_TASK PROMPT_. Everything in the listing below needs to be retyped exactly.

_DATA PROVIDED_.
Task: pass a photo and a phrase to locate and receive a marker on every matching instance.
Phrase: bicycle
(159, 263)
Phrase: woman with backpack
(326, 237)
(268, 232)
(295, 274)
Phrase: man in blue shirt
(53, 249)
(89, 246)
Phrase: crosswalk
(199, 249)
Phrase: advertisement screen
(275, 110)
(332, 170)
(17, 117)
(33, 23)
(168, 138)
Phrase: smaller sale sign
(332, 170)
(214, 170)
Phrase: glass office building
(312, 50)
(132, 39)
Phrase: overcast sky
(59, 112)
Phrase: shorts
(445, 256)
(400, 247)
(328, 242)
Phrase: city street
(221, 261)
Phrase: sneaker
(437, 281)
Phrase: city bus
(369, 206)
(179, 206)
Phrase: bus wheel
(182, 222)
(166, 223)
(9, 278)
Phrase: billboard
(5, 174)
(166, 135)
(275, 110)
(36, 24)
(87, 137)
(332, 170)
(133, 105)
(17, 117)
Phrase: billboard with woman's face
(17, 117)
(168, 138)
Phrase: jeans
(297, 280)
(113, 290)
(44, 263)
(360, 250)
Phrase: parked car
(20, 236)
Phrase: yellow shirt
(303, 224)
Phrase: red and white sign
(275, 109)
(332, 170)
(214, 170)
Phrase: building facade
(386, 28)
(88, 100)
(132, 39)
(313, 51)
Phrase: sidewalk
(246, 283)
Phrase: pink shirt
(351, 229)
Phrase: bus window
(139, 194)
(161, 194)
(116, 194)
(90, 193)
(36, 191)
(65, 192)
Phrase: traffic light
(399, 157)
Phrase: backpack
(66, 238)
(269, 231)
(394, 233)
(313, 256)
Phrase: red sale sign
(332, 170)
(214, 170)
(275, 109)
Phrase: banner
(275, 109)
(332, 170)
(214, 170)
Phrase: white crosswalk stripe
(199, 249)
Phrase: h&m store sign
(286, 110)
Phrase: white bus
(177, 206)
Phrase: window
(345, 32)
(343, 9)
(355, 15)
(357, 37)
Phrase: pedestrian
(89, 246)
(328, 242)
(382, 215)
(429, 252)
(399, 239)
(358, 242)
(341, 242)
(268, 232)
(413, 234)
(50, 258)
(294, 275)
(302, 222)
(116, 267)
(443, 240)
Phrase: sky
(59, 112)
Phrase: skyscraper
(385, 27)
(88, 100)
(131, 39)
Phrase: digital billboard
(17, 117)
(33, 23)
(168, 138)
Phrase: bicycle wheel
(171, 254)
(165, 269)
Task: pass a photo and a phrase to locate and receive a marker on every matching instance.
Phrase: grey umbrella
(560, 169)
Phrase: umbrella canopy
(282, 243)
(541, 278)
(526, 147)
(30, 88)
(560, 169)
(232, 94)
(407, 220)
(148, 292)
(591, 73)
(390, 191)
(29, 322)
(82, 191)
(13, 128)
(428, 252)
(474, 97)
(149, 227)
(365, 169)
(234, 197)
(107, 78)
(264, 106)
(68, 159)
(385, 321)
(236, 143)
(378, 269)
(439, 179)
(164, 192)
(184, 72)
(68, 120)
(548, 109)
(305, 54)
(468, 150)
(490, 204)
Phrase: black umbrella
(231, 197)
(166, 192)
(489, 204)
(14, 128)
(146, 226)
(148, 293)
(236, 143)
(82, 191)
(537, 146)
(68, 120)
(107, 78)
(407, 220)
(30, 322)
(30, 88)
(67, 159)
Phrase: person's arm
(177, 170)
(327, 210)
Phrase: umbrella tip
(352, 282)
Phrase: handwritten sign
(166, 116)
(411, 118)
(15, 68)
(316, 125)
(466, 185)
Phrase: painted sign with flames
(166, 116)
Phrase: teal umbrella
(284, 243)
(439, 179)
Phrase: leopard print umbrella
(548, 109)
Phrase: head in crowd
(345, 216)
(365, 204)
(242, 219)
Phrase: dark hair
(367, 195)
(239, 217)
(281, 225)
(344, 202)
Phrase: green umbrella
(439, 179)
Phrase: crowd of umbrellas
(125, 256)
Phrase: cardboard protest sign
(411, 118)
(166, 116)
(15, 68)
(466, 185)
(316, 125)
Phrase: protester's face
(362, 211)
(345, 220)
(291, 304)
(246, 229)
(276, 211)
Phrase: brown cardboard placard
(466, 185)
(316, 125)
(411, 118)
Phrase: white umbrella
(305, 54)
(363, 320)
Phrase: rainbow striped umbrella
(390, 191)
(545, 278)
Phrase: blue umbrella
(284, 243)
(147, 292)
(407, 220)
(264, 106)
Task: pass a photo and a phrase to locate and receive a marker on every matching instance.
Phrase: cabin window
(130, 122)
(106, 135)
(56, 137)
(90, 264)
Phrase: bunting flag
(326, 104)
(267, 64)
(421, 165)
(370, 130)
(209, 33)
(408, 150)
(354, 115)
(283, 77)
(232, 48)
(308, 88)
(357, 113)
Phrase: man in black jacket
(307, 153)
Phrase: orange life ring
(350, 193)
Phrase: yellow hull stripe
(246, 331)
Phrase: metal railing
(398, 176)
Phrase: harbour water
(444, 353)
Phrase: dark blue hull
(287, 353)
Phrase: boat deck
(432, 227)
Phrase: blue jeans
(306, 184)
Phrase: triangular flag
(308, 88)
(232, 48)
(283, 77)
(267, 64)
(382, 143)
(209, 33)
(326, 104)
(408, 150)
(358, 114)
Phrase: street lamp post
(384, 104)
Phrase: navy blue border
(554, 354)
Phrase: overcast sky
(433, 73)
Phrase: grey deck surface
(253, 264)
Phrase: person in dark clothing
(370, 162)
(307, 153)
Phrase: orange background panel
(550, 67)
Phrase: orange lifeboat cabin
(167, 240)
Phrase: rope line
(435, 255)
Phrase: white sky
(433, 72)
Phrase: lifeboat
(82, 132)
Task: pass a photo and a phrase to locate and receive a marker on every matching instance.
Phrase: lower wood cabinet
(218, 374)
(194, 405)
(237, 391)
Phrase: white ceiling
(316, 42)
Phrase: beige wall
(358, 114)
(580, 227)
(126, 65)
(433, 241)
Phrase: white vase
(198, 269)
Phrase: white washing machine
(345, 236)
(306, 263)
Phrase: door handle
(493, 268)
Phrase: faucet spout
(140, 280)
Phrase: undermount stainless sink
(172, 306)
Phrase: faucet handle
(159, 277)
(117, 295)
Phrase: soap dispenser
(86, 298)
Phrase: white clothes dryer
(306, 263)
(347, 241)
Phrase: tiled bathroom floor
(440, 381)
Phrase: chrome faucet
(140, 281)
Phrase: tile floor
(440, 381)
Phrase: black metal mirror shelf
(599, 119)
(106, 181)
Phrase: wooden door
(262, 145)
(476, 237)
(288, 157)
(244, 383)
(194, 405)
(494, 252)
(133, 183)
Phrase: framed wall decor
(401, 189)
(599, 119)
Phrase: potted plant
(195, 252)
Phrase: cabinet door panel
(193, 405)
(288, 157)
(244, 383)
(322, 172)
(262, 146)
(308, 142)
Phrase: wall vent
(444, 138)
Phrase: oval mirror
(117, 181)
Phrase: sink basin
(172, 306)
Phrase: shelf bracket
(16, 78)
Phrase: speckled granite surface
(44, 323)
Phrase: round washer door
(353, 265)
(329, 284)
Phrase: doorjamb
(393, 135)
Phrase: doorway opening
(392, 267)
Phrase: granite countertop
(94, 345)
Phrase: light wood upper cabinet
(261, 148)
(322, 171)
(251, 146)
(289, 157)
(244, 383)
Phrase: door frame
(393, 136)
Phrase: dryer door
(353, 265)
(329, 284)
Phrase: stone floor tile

_SOLUTION FOR THIS EXERCISE_.
Task: pass a photo and a phrase to locate and receive a marker on every matching instance.
Phrase: bicycle
(159, 263)
Phrase: woman with backpack
(326, 237)
(268, 232)
(295, 274)
Phrase: man in blue shirt
(53, 249)
(89, 246)
Phrase: crosswalk
(199, 249)
Phrase: advertisement screen
(275, 110)
(332, 170)
(17, 117)
(33, 23)
(168, 138)
Phrase: smaller sale sign
(332, 170)
(214, 170)
Phrase: glass office building
(312, 50)
(132, 39)
Phrase: overcast sky
(59, 112)
Phrase: shorts
(445, 256)
(400, 247)
(328, 242)
Phrase: city street
(221, 261)
Phrase: sneaker
(437, 281)
Phrase: city bus
(369, 206)
(179, 206)
Phrase: bus wheel
(182, 222)
(166, 223)
(9, 278)
Phrase: billboard
(5, 174)
(166, 135)
(275, 110)
(36, 24)
(87, 137)
(332, 170)
(133, 105)
(17, 117)
Phrase: billboard with woman's face
(17, 117)
(168, 138)
Phrase: jeans
(297, 280)
(113, 290)
(44, 263)
(360, 250)
Phrase: parked car
(20, 236)
Phrase: yellow shirt
(303, 224)
Phrase: red and white sign
(275, 109)
(332, 170)
(214, 170)
Phrase: building facade
(386, 28)
(88, 100)
(132, 39)
(313, 51)
Phrase: sidewalk
(246, 283)
Phrase: pink shirt
(351, 229)
Phrase: bus window
(139, 194)
(161, 194)
(116, 194)
(90, 193)
(36, 191)
(65, 192)
Phrase: traffic light
(399, 157)
Phrase: backpack
(66, 238)
(269, 231)
(394, 233)
(313, 256)
Phrase: red sale sign
(332, 170)
(214, 170)
(275, 109)
Phrase: banner
(275, 109)
(332, 170)
(214, 170)
Phrase: white crosswalk stripe
(199, 249)
Phrase: h&m store sign
(286, 110)
Phrase: white bus
(177, 206)
Phrase: window
(345, 32)
(343, 9)
(355, 15)
(357, 37)
Phrase: pedestrian
(89, 246)
(328, 242)
(382, 215)
(429, 252)
(399, 239)
(358, 242)
(341, 242)
(268, 232)
(413, 234)
(50, 258)
(294, 275)
(302, 222)
(116, 267)
(443, 240)
Phrase: sky
(59, 112)
Phrase: skyscraper
(385, 27)
(88, 100)
(131, 39)
Phrase: digital billboard
(17, 117)
(33, 23)
(168, 138)
Phrase: bicycle wheel
(171, 254)
(165, 269)
Task: pass a photo and a phrase to locate and receive a marker on every matching instance.
Phrase: grey umbrella
(560, 169)
Phrase: umbrella canopy
(282, 243)
(541, 278)
(526, 147)
(30, 88)
(560, 169)
(232, 94)
(407, 220)
(148, 292)
(591, 73)
(390, 191)
(29, 322)
(82, 191)
(13, 128)
(428, 252)
(474, 97)
(149, 227)
(365, 169)
(234, 197)
(107, 78)
(264, 106)
(68, 159)
(385, 321)
(236, 143)
(378, 269)
(439, 179)
(164, 192)
(184, 72)
(68, 120)
(548, 109)
(305, 54)
(468, 150)
(490, 204)
Phrase: black umbrella
(231, 197)
(166, 192)
(489, 204)
(14, 128)
(146, 226)
(148, 293)
(236, 143)
(82, 191)
(537, 146)
(68, 120)
(107, 78)
(407, 220)
(30, 322)
(30, 88)
(67, 159)
Phrase: person's arm
(177, 170)
(327, 210)
Phrase: umbrella tip
(352, 282)
Phrase: handwritten sign
(166, 116)
(411, 118)
(15, 68)
(316, 125)
(466, 185)
Phrase: painted sign with flames
(166, 116)
Phrase: teal umbrella
(284, 243)
(439, 179)
Phrase: leopard print umbrella
(548, 109)
Phrase: head in crowd
(345, 216)
(365, 204)
(242, 219)
Phrase: dark hair
(367, 195)
(239, 217)
(281, 225)
(344, 202)
Phrase: green umbrella
(439, 179)
Phrase: crowd of umbrellas
(125, 256)
Phrase: cardboard protest sign
(411, 118)
(166, 116)
(15, 68)
(466, 185)
(316, 125)
Phrase: protester's face
(362, 211)
(345, 220)
(291, 304)
(246, 229)
(276, 211)
Phrase: brown cardboard placard
(466, 185)
(316, 125)
(411, 118)
Phrase: white umbrella
(305, 54)
(363, 320)
Phrase: rainbow striped umbrella
(390, 191)
(545, 278)
Phrase: blue umbrella
(284, 243)
(147, 292)
(407, 220)
(264, 106)
Task: pass a photo and a phrase to locate and receive a marker on every matching instance.
Phrase: cabin window
(130, 122)
(106, 135)
(56, 137)
(90, 264)
Phrase: bunting flag
(326, 104)
(267, 64)
(421, 165)
(370, 130)
(209, 33)
(408, 150)
(354, 115)
(283, 77)
(232, 48)
(308, 88)
(357, 113)
Phrase: man in black jacket
(307, 153)
Phrase: orange life ring
(350, 193)
Phrase: yellow hull stripe
(246, 331)
Phrase: metal railing
(398, 176)
Phrase: harbour water
(444, 353)
Phrase: dark blue hull
(287, 353)
Phrase: boat deck
(432, 227)
Phrase: blue jeans
(306, 184)
Phrase: triangular flag
(308, 88)
(232, 48)
(283, 77)
(267, 64)
(382, 143)
(209, 33)
(326, 104)
(408, 150)
(358, 114)
Phrase: street lamp post
(384, 104)
Phrase: navy blue border
(554, 354)
Phrase: overcast sky
(433, 73)
Phrase: grey deck surface
(253, 264)
Phrase: person in dark clothing
(370, 162)
(307, 153)
Phrase: orange background panel
(550, 67)
Phrase: orange lifeboat cabin
(167, 240)
Phrase: rope line
(435, 255)
Phrase: white sky
(433, 72)
Phrase: lifeboat
(82, 132)
Task: pass a photo and a phrase to locate and receive a marker on every matching instance.
Phrase: lower wood cabinet
(218, 374)
(194, 405)
(237, 391)
Phrase: white ceiling
(316, 42)
Phrase: beige wall
(358, 114)
(580, 227)
(126, 65)
(433, 241)
Phrase: white vase
(198, 269)
Phrase: white washing machine
(345, 236)
(306, 263)
Phrase: door handle
(493, 268)
Phrase: faucet spout
(140, 280)
Phrase: undermount stainless sink
(172, 306)
Phrase: faucet handle
(159, 277)
(117, 295)
Phrase: soap dispenser
(86, 298)
Phrase: white clothes dryer
(306, 263)
(347, 241)
Phrase: tiled bathroom floor
(440, 381)
Phrase: chrome faucet
(140, 281)
Phrase: tile floor
(440, 381)
Phrase: black metal mirror shelf
(599, 119)
(106, 181)
Phrase: wooden door
(262, 145)
(476, 237)
(288, 157)
(244, 383)
(194, 405)
(494, 252)
(133, 183)
Phrase: framed wall decor
(401, 189)
(599, 119)
Phrase: potted plant
(195, 252)
Phrase: cabinet door panel
(193, 405)
(288, 157)
(244, 383)
(322, 172)
(262, 146)
(308, 142)
Phrase: wall vent
(444, 138)
Phrase: oval mirror
(117, 181)
Phrase: sink basin
(172, 306)
Phrase: shelf bracket
(16, 78)
Phrase: speckled granite surface
(44, 323)
Phrase: round washer door
(353, 265)
(329, 284)
Phrase: doorjamb
(393, 135)
Phrase: doorway opening
(392, 267)
Phrase: granite countertop
(94, 345)
Phrase: light wood upper cabinet
(261, 148)
(322, 171)
(251, 146)
(289, 157)
(244, 383)
Phrase: door frame
(393, 136)
Phrase: dryer door
(353, 265)
(329, 284)
Phrase: stone floor tile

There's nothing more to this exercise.